Task to carry out> Set down the material verbatim, starting at the line that contains "with white hair?" and continuing through its final line.

Working data>
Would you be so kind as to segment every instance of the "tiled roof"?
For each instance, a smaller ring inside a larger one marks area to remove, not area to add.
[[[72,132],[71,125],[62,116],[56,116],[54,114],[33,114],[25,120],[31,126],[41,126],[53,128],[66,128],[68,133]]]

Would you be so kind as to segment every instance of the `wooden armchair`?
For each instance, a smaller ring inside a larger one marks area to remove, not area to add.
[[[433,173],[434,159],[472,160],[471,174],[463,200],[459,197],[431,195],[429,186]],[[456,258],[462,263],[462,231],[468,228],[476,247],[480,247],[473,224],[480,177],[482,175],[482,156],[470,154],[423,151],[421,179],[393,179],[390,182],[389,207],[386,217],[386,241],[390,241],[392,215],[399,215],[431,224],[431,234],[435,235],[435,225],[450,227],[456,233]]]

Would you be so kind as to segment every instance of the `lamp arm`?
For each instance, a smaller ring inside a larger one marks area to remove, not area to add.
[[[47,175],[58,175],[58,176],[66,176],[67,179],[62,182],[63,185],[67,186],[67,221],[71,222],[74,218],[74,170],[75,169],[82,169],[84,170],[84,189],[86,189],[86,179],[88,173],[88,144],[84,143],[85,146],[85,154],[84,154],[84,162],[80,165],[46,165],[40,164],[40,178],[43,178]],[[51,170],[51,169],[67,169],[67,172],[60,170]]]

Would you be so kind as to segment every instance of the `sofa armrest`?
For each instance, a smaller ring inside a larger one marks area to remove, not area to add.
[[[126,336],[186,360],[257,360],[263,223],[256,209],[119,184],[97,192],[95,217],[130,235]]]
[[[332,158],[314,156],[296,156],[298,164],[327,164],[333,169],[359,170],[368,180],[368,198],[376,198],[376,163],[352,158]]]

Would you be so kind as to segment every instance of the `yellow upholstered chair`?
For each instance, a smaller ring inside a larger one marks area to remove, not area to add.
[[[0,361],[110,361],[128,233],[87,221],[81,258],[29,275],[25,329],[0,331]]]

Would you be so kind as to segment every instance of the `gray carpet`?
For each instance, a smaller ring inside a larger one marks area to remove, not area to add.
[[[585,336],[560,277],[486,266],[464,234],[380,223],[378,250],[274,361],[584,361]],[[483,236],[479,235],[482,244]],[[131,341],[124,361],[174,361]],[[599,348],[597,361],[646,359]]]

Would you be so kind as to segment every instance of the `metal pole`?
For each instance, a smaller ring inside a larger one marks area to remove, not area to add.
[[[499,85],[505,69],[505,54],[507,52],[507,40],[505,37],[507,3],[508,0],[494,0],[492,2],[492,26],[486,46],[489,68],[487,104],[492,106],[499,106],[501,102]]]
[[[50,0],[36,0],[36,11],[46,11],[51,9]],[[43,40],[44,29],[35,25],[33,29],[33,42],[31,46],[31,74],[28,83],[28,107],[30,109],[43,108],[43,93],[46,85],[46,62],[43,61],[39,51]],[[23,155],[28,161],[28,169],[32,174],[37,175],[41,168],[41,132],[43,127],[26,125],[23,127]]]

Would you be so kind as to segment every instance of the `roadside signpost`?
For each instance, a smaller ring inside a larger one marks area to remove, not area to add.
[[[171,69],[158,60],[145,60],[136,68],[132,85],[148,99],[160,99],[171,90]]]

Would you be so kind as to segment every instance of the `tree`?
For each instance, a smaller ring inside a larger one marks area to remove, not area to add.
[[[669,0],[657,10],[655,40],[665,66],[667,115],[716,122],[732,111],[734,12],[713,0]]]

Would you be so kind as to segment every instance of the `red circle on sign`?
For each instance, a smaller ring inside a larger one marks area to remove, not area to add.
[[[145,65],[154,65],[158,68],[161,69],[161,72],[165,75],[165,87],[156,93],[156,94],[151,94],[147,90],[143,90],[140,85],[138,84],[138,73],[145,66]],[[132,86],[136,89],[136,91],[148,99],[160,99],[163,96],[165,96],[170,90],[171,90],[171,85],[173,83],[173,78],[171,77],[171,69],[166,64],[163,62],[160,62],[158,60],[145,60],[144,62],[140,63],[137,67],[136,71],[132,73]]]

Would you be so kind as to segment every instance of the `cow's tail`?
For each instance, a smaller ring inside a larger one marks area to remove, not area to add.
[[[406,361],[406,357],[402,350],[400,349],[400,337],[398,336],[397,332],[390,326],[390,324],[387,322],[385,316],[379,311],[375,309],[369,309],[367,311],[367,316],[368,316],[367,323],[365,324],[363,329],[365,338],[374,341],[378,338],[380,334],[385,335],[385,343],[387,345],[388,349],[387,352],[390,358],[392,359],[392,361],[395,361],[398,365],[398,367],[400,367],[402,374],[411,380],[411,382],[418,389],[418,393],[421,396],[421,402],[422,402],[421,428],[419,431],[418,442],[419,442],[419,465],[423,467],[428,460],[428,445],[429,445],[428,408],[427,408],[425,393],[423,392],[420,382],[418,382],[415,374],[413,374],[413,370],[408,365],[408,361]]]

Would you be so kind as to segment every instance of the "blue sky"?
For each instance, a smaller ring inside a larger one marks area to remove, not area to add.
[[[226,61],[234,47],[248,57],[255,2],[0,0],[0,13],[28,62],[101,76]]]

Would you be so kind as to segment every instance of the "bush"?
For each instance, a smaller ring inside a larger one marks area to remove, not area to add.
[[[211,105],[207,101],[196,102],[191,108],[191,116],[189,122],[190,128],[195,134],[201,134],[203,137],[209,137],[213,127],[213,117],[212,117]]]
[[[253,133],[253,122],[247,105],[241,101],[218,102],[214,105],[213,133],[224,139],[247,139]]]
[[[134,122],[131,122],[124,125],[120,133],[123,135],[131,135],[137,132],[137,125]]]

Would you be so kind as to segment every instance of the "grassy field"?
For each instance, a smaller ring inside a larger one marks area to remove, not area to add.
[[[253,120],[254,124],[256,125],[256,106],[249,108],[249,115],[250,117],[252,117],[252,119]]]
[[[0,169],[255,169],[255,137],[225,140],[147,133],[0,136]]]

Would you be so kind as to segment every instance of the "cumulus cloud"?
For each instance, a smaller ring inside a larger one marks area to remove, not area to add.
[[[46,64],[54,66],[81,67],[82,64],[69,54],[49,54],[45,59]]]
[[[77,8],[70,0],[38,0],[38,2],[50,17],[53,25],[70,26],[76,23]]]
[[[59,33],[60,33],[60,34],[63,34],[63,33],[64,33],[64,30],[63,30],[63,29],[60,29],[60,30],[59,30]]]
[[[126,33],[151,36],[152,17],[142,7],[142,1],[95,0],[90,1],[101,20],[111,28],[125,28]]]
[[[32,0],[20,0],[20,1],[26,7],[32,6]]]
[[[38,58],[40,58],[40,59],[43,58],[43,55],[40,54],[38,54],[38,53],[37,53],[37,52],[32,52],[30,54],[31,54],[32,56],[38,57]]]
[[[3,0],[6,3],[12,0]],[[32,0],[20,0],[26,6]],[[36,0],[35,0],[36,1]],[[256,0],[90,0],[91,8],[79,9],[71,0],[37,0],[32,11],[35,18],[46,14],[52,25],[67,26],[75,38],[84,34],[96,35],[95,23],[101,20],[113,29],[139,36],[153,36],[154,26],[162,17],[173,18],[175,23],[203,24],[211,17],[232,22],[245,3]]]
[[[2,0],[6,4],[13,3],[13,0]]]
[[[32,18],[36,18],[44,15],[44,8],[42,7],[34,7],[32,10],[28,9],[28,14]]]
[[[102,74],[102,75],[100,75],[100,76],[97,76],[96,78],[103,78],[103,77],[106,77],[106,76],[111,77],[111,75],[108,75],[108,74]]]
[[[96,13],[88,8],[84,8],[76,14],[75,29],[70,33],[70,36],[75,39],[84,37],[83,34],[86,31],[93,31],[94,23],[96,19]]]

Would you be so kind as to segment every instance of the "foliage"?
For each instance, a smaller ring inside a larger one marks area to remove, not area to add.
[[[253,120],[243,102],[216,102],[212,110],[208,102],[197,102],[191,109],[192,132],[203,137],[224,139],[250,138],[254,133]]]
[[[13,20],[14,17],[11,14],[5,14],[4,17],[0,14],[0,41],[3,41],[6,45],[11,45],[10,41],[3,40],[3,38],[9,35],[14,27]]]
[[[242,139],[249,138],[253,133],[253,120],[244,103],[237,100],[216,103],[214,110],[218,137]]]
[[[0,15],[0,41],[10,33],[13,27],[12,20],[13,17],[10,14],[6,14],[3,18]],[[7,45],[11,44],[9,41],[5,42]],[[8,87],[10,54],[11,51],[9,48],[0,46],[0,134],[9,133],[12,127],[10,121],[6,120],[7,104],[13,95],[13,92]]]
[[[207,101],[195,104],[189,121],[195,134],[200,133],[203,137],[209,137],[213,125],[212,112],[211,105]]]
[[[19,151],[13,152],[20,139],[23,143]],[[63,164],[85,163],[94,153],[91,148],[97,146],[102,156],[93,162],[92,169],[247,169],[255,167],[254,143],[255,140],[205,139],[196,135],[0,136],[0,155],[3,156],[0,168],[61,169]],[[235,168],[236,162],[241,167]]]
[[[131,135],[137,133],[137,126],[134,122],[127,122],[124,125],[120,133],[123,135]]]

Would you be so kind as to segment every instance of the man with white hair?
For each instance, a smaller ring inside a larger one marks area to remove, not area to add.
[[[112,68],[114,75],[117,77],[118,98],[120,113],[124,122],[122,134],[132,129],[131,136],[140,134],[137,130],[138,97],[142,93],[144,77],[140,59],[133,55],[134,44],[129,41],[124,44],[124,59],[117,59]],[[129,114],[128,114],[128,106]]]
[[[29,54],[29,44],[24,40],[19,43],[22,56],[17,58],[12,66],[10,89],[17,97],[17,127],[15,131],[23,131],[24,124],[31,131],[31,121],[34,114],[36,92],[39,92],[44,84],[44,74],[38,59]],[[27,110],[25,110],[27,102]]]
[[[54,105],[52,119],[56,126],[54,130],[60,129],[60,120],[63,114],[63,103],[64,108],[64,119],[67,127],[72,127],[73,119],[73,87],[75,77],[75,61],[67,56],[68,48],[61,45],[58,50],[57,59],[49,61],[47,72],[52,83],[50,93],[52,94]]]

Task output>
Would you be so kind as to segment every instance of the man with white hair?
For each instance, a smaller ring inside a larger one marks area to remove, not area to add.
[[[112,68],[114,75],[117,77],[118,98],[120,113],[124,122],[122,134],[132,129],[131,136],[140,134],[137,130],[138,97],[142,93],[144,77],[140,59],[133,55],[134,44],[129,41],[124,44],[124,59],[117,59]],[[129,114],[128,114],[128,106]]]
[[[29,54],[29,44],[24,40],[19,43],[22,56],[17,58],[12,66],[10,89],[17,97],[17,127],[15,131],[23,131],[24,124],[31,131],[31,121],[34,114],[36,92],[39,92],[44,84],[44,74],[38,59]],[[27,110],[25,110],[27,102]]]
[[[54,105],[52,119],[56,126],[54,130],[60,129],[60,120],[63,114],[63,103],[64,108],[64,119],[67,127],[72,127],[73,119],[73,87],[75,77],[75,61],[67,56],[68,48],[61,45],[58,50],[57,59],[49,61],[47,72],[52,83],[50,93],[52,94]]]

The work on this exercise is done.